### TASK DIRECTIONS
What you return should be only the lines starting at the one that contains "Keypoint placement rule: for each instance of the ceiling, put" and running to the end of the listing, exactly as written, minus any pictures.

### INFORMATION
————————
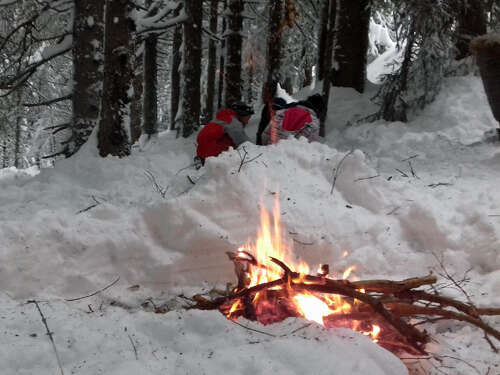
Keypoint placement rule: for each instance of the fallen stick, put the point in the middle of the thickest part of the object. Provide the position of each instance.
(96, 292)
(49, 333)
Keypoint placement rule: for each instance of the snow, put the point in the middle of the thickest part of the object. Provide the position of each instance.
(71, 230)
(53, 50)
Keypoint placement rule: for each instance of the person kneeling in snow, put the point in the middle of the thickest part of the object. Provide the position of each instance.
(297, 120)
(227, 130)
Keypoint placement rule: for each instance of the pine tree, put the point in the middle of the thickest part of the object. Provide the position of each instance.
(212, 61)
(88, 40)
(175, 74)
(351, 44)
(191, 67)
(471, 23)
(273, 55)
(112, 136)
(233, 52)
(150, 96)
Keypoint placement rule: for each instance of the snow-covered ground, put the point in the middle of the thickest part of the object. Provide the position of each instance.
(409, 197)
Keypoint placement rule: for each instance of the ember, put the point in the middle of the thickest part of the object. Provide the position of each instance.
(275, 303)
(270, 291)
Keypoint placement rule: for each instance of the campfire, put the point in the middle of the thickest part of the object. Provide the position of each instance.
(272, 300)
(272, 287)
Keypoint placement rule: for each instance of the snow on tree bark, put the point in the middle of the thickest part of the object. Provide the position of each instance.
(136, 108)
(222, 58)
(175, 75)
(112, 135)
(233, 52)
(322, 39)
(150, 85)
(212, 61)
(88, 38)
(352, 26)
(191, 67)
(471, 23)
(273, 56)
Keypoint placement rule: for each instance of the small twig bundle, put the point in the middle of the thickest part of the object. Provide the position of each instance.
(386, 302)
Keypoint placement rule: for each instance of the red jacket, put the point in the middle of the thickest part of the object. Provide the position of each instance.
(212, 140)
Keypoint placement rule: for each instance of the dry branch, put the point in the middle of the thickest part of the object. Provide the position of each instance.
(387, 302)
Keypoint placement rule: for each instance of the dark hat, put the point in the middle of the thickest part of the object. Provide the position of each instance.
(242, 109)
(316, 102)
(278, 103)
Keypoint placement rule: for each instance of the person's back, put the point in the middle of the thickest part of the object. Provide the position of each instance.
(224, 132)
(297, 120)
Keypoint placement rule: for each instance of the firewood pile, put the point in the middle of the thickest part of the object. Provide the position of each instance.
(395, 309)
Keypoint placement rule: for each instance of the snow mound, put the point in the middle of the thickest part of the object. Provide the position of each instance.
(182, 343)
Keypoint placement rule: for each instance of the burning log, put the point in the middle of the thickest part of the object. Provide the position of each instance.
(268, 290)
(387, 303)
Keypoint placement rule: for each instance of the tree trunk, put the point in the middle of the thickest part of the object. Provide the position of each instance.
(212, 61)
(5, 159)
(150, 85)
(222, 59)
(234, 44)
(137, 83)
(471, 23)
(307, 77)
(88, 39)
(273, 56)
(327, 62)
(175, 75)
(192, 67)
(112, 136)
(322, 39)
(251, 73)
(352, 26)
(17, 136)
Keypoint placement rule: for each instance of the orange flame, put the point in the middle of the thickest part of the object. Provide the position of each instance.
(269, 243)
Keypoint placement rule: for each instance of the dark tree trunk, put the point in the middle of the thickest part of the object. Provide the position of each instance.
(352, 26)
(327, 62)
(322, 39)
(112, 137)
(137, 83)
(234, 44)
(307, 78)
(273, 56)
(175, 75)
(150, 85)
(251, 68)
(192, 67)
(212, 61)
(17, 136)
(222, 59)
(471, 23)
(5, 158)
(88, 40)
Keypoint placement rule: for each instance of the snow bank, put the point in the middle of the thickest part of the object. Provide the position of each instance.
(189, 342)
(407, 197)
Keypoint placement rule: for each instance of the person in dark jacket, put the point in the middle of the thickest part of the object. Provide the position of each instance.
(227, 130)
(299, 119)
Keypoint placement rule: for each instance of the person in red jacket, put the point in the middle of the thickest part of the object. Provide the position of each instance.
(227, 130)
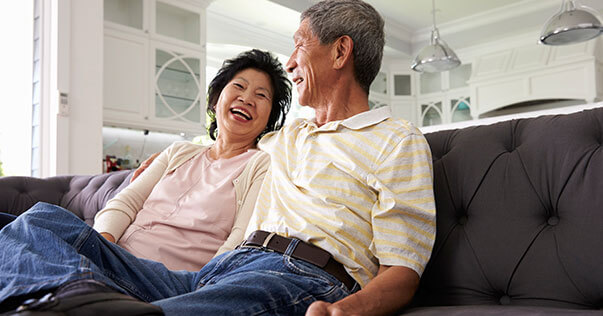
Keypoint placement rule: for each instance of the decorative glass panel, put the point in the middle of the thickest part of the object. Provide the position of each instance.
(431, 82)
(125, 12)
(373, 104)
(178, 23)
(402, 84)
(177, 87)
(460, 110)
(380, 83)
(459, 76)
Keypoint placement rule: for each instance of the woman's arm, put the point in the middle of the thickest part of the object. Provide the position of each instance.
(254, 173)
(121, 211)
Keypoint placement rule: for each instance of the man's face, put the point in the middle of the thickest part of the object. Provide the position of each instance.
(309, 65)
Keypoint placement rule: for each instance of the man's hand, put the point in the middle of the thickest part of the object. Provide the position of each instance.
(108, 237)
(389, 291)
(321, 308)
(145, 164)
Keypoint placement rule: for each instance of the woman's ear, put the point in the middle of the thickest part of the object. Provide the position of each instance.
(342, 51)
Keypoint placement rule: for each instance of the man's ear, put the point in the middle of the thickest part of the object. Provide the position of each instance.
(342, 51)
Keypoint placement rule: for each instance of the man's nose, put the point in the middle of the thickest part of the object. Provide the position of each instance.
(291, 64)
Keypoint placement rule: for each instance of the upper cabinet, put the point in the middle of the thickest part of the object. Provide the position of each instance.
(154, 65)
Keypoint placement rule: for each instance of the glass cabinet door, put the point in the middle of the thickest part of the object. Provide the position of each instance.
(177, 86)
(431, 113)
(124, 12)
(380, 83)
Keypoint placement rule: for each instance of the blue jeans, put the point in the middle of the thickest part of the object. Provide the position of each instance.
(48, 246)
(6, 218)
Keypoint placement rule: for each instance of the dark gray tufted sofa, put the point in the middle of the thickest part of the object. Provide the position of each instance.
(519, 211)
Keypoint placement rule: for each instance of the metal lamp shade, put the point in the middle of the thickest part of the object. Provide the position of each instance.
(571, 25)
(436, 57)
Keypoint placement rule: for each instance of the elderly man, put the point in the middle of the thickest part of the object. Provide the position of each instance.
(345, 220)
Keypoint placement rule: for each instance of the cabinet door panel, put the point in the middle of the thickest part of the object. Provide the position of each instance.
(125, 74)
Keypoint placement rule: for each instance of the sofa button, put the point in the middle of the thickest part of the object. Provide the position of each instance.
(553, 220)
(462, 220)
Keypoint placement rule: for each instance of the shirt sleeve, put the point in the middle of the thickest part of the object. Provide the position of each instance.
(121, 210)
(255, 173)
(403, 217)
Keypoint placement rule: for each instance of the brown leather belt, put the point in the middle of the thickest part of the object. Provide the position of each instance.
(302, 251)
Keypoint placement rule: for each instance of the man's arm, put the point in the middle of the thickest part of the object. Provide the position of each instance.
(390, 290)
(406, 200)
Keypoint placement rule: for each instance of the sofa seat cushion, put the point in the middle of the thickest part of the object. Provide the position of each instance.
(498, 310)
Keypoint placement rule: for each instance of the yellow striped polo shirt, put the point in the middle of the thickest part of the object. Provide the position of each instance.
(360, 188)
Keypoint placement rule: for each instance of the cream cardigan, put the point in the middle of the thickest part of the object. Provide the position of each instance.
(121, 211)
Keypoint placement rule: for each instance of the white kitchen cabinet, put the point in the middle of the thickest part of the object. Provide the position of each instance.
(154, 65)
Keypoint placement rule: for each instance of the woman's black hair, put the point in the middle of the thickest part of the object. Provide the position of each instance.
(262, 61)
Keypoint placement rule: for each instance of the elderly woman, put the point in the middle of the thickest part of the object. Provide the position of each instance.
(192, 202)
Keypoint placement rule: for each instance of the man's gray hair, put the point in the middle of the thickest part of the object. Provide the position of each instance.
(332, 19)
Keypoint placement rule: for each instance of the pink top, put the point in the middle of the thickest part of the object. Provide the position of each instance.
(191, 211)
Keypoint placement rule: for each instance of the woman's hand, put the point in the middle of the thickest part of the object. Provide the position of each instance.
(108, 237)
(145, 164)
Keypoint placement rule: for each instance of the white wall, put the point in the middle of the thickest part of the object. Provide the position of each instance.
(16, 31)
(85, 88)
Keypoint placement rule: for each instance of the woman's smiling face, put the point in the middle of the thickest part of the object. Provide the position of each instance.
(244, 105)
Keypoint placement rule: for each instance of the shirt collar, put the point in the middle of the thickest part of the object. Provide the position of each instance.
(368, 118)
(358, 121)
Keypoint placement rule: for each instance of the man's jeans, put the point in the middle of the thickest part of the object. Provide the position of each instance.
(48, 246)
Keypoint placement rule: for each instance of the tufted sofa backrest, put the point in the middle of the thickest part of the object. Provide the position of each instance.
(82, 195)
(519, 214)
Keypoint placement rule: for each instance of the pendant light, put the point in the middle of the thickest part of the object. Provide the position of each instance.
(437, 56)
(572, 24)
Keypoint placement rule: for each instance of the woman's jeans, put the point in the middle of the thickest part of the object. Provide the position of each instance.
(48, 246)
(6, 218)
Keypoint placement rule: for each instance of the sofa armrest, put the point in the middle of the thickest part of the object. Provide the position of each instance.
(80, 194)
(18, 194)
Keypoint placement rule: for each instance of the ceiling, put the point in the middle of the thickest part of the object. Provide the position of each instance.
(234, 25)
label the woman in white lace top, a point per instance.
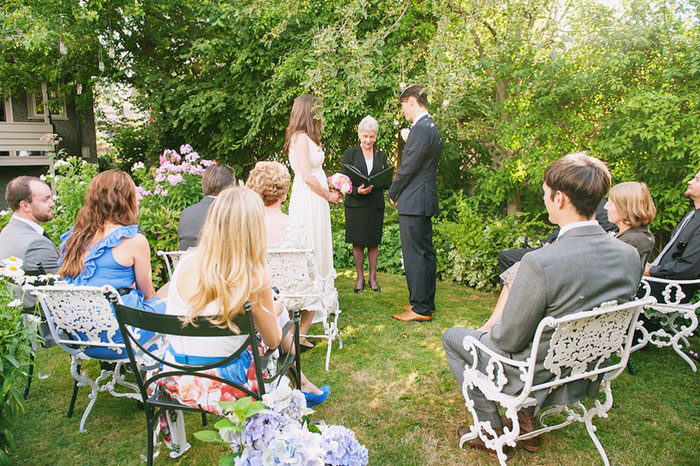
(271, 181)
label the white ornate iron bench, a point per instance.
(580, 347)
(293, 272)
(77, 316)
(171, 259)
(678, 320)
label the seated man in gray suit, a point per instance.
(571, 275)
(216, 178)
(31, 203)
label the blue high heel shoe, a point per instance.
(313, 400)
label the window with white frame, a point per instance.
(36, 108)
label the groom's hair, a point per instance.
(416, 91)
(584, 179)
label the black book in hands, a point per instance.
(383, 178)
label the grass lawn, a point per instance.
(390, 384)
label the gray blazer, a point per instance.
(191, 222)
(414, 187)
(22, 241)
(584, 268)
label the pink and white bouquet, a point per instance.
(340, 183)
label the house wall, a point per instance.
(78, 131)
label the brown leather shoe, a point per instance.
(409, 307)
(528, 423)
(479, 444)
(410, 316)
————————
### SOLVED EXERCISE
Keypoint placement rule: for each instance of the ceiling, put the point in the middle of the thickest part of the object. Provide the position of each instance.
(234, 25)
label the woman in white lace top, a point per instance.
(271, 181)
label the white ornate iron bench, a point per instance.
(580, 347)
(293, 272)
(77, 316)
(171, 259)
(678, 320)
label the seated man in gray suit, a point per instance.
(571, 275)
(216, 178)
(31, 203)
label the blue high heel shoe, a point per instance.
(313, 400)
label the window with white frame, a point per instance.
(36, 108)
label the groom's hair, a point per instance.
(416, 91)
(584, 179)
label the black book in hands, a point per instance.
(383, 178)
label the grass lawn, a point per instance.
(390, 384)
label the gray blazer, a point per instance.
(191, 222)
(414, 187)
(22, 241)
(584, 268)
label the pink and white bouquet, a point per instance.
(340, 183)
label the house wall, a point per instance.
(78, 131)
label the brown leather shoe, a point per instance.
(409, 307)
(528, 423)
(479, 444)
(410, 316)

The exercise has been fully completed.